What you have to do
Copy out each of the following lines word for word, with nothing changed or left out.

Material provided

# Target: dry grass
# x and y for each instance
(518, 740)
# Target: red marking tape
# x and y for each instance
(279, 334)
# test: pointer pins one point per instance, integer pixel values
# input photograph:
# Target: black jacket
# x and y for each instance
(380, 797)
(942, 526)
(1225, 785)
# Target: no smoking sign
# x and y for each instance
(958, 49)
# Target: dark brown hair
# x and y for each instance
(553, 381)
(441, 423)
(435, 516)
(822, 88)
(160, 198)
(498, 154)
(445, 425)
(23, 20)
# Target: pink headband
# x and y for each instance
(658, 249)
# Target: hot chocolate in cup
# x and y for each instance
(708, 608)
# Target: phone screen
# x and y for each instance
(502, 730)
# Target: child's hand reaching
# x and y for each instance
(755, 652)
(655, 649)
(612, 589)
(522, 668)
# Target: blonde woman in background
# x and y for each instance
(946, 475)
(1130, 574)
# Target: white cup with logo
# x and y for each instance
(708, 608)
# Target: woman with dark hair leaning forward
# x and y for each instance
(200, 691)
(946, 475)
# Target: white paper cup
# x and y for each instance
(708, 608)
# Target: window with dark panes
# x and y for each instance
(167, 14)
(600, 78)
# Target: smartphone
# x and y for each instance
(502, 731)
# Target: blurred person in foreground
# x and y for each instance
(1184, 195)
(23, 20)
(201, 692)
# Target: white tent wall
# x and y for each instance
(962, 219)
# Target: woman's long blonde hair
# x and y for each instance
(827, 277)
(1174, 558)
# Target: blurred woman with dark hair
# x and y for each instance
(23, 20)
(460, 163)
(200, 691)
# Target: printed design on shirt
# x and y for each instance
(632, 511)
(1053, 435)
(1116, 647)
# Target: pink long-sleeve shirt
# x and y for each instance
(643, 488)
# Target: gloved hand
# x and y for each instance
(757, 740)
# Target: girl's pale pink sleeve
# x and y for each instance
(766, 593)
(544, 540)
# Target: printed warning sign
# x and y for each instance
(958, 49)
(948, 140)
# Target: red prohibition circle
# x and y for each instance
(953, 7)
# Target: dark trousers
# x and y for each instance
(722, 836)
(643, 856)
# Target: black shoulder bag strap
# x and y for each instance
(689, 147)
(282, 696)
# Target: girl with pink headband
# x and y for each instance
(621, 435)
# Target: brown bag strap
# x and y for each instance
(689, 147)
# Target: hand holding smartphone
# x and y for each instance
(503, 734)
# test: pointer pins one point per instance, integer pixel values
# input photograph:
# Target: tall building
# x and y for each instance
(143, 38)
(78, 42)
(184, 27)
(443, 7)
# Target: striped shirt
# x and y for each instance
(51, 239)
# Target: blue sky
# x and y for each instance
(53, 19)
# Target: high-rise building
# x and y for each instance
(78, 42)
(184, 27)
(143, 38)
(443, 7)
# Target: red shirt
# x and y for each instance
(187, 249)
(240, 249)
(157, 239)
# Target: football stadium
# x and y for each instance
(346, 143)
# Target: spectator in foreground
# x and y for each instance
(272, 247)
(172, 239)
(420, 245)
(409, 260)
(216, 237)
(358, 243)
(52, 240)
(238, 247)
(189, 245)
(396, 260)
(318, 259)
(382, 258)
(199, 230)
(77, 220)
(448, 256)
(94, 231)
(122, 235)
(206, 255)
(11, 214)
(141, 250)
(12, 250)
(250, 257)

The completed task
# Target: dry grass
# x and y for each instance
(518, 740)
# Target: red marking tape
# x and y for each instance
(279, 334)
# test: pointer pins one point per instance, integer pixel values
# input photograph:
# Target: black jacket
# x and y for each instance
(380, 797)
(942, 526)
(1225, 785)
# Target: no smoking sign
# x and y for each instance
(958, 49)
# Target: dark brown hair
# x and y for each instance
(553, 381)
(441, 423)
(435, 516)
(822, 88)
(160, 198)
(498, 154)
(445, 425)
(23, 20)
# Target: pink headband
# x and y for each instance
(658, 249)
# Target: hot chocolate in cup
# x and y for each instance
(708, 608)
# Target: phone screen
# x and y for each instance
(502, 730)
# Target: child's hand reaching
# x and y for each instance
(755, 652)
(655, 649)
(612, 589)
(522, 668)
# Target: blonde woman in background
# x and y for each instance
(946, 475)
(1130, 574)
# Target: white cup with logo
# x and y for each instance
(708, 608)
# Target: woman with dark hair leaning forward
# x and y for each instance
(200, 691)
(946, 475)
# Target: white paper cup
# x and y for each instance
(708, 608)
# Target: window with dark panes
# x and y for each instance
(167, 14)
(600, 78)
# Target: smartphone
# x and y for each instance
(502, 731)
# Target: blurred person in foreground
# x and y for each instance
(1184, 195)
(23, 20)
(201, 692)
# Target: white tent wall
# x and y for each instance
(962, 219)
# Target: woman's long blonde hair
# x and y for each instance
(827, 277)
(1174, 558)
# Target: blurred woman with dark hair
# x and y for each instance
(23, 20)
(460, 163)
(200, 691)
# Target: printed design on shirt
# x and y for each instance
(632, 511)
(1053, 435)
(1116, 647)
# Target: pink long-sleeve shirt
# x and y for each instance
(643, 488)
# Target: gloved hand
# x and y for each instance
(757, 740)
# Target: girl's pale pink sleeve
# x and y for each instance
(766, 593)
(544, 540)
# Target: printed warning sign
# x and y for each instance
(958, 49)
(948, 140)
# Target: red prohibition circle
# x and y for each instance
(953, 7)
# Target: dark trousers
# x and y for each instance
(722, 836)
(643, 856)
# Target: black shoulder bag strap
# x and y for each instance
(689, 147)
(282, 696)
# Target: girl with pink headband
# x and y for each instance
(621, 435)
# Target: brown bag strap
# x and y for each instance
(689, 147)
# Target: hand holding smartphone
# x and y for each instance
(503, 734)
# test: pointer pins one point per instance, integer pixel values
# input photograph:
# Target: tall building
# x and y for each instance
(143, 38)
(78, 42)
(184, 27)
(443, 7)
# Target: striped shirt
# x and y for each instance
(51, 239)
# Target: blue sky
# x and y for each instance
(53, 19)
# Target: high-rise building
# x and y for each instance
(78, 42)
(184, 27)
(143, 38)
(443, 7)
# Target: red shirt
# x and y for each instance
(187, 249)
(240, 249)
(157, 239)
# Target: football stadium
# x and y for each instance
(346, 143)
# Target: spectator in foreground
# x and y for each instance
(272, 247)
(172, 239)
(420, 245)
(409, 260)
(216, 237)
(358, 243)
(52, 240)
(238, 247)
(189, 245)
(396, 260)
(318, 259)
(382, 258)
(199, 230)
(77, 220)
(448, 256)
(94, 231)
(122, 235)
(206, 255)
(11, 214)
(141, 250)
(12, 250)
(250, 257)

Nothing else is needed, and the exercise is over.